Show each line of the data below that contains the string "suit", copying every such line in full.

> **RECORDS SUPPLIED**:
:::::
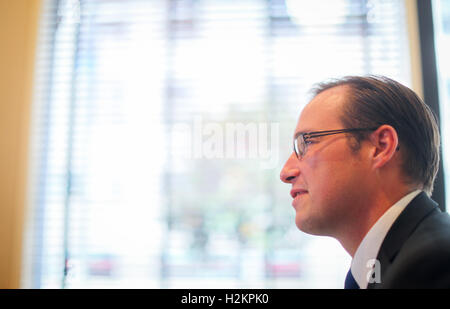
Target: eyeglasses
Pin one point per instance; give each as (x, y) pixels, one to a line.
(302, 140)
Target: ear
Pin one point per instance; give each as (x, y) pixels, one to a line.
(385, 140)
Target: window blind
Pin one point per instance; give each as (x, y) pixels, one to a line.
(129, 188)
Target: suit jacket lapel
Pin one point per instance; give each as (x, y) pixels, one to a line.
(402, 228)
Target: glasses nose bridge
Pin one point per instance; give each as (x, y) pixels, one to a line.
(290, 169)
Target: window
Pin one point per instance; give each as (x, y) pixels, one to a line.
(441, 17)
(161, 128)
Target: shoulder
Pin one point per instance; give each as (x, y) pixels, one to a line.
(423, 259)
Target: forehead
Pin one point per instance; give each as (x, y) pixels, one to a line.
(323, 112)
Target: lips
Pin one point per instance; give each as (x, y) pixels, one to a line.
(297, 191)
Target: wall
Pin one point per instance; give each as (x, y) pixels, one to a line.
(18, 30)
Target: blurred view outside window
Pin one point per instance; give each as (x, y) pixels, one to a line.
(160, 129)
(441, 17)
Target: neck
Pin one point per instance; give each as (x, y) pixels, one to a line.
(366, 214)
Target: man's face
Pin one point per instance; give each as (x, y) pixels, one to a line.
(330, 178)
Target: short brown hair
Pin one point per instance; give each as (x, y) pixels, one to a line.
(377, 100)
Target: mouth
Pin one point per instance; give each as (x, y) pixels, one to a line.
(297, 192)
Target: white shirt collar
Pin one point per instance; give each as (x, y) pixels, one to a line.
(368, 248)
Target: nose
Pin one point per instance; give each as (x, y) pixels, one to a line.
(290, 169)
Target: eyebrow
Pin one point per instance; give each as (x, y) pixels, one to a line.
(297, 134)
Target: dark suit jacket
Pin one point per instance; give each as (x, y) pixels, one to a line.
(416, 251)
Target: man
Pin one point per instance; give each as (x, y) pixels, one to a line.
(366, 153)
:::::
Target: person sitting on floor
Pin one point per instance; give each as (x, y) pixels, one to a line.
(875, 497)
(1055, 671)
:::::
> **ANSWER FOR THIS EXERCISE**:
Target: suit jacket lapel
Target: dark suit jacket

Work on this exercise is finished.